**Work required**
List every line below that contains the word "cloud", copying each one in full.

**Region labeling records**
================================

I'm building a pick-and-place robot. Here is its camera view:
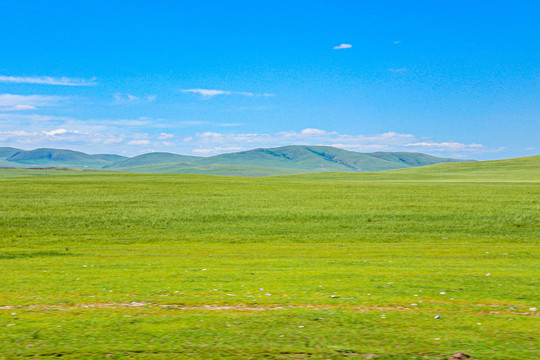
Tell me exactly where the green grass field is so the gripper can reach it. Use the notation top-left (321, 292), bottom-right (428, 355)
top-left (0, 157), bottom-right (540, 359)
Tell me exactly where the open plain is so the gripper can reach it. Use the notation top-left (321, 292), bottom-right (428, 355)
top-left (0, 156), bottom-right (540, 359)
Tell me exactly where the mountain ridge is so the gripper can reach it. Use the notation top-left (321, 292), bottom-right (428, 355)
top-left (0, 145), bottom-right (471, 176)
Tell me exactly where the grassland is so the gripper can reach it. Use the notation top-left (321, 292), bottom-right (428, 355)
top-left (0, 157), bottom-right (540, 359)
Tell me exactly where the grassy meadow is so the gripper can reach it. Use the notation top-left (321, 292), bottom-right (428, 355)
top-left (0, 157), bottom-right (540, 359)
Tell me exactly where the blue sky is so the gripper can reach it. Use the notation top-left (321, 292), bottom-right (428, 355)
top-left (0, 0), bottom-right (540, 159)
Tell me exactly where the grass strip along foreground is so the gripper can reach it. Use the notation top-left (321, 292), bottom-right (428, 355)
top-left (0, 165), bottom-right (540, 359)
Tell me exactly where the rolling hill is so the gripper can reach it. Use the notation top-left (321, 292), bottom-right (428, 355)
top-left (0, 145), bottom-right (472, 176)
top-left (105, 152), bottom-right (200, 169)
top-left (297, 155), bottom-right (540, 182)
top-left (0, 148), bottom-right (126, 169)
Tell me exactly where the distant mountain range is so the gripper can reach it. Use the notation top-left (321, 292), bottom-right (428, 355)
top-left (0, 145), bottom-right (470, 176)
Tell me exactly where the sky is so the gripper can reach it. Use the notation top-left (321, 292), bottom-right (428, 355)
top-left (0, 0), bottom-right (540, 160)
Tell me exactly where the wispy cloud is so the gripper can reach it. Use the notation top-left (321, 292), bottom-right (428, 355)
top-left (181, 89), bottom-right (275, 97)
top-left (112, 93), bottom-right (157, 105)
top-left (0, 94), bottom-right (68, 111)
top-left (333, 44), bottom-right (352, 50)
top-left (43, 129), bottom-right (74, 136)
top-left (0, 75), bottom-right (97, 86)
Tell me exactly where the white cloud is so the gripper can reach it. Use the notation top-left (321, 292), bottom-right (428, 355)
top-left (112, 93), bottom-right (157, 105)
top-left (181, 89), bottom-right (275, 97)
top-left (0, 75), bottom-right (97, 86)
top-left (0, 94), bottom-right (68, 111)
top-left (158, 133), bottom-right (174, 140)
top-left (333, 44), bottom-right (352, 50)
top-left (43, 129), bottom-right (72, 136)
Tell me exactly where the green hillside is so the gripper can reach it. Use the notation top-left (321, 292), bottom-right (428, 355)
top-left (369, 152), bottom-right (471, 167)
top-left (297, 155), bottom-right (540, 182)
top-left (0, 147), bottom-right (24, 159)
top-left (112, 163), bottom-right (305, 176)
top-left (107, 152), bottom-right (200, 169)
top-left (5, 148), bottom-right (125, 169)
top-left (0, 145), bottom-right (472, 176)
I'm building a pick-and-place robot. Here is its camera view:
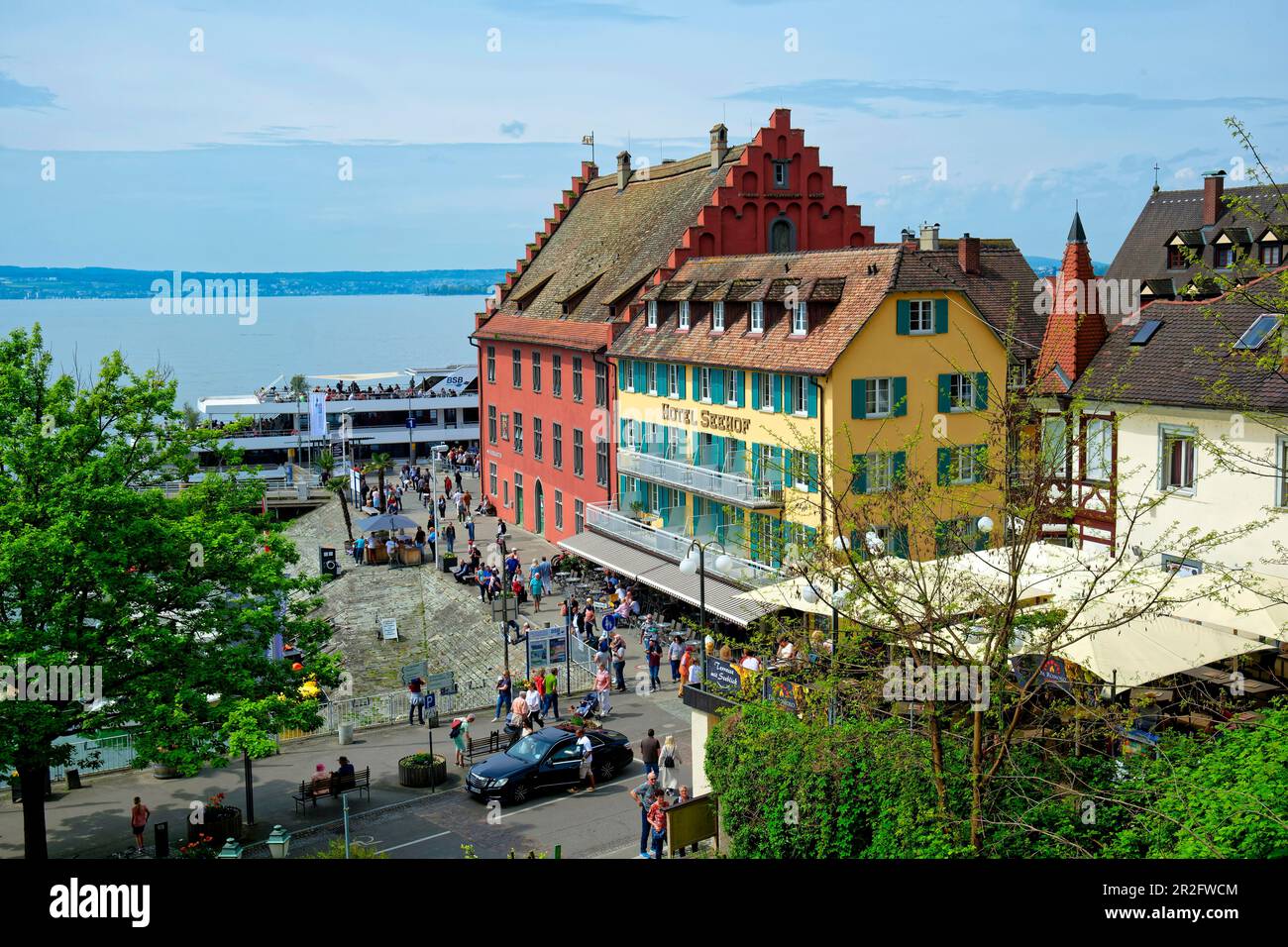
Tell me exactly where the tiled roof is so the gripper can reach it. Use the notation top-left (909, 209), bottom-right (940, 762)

================================

**Solution below**
Tell me exactly where the wispy cloud is so the gripper can reach it. Use the notation top-left (321, 292), bottom-right (428, 355)
Tell me exactly where the white cloud is so the gripper can reach it. Use the notation top-left (321, 292), bottom-right (428, 355)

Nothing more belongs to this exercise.